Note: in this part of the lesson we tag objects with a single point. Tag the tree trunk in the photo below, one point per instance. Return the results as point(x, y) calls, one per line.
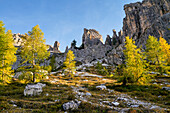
point(33, 71)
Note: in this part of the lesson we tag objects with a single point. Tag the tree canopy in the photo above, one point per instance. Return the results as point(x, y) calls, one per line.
point(34, 49)
point(7, 53)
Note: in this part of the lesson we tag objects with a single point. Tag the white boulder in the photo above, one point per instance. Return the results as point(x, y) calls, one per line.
point(72, 105)
point(33, 89)
point(101, 87)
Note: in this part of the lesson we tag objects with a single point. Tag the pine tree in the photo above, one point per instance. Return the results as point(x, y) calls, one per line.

◆ ◆ ◆

▶ **WHAT IS ASKED**
Pull out every line of the entries above, word for word, leaving the pictures out.

▶ **COMPLETED TASK**
Note: in this part of the lesson we tag objects with a single point. Tag the tree trunk in the photo below, one point per instance. Return the results as point(x, y) calls, one per line.
point(33, 71)
Note: in this part of the lesson we tag objects with a single point. Tag the tree canopy in the photo above, one point per instance. Return the results as point(x, y) calls, one per line.
point(34, 49)
point(7, 53)
Note: in this part of the lesson we tag objects with a single point. Tag the white boulder in the photo above, one point per instance. Return the results as point(x, y) calls, one per line.
point(72, 105)
point(33, 89)
point(101, 87)
Note: in this part of the lesson we tag objects with a single point. Tag the pine tree in the photo above, one point per instance. Return the results as point(x, y) calls, one per line.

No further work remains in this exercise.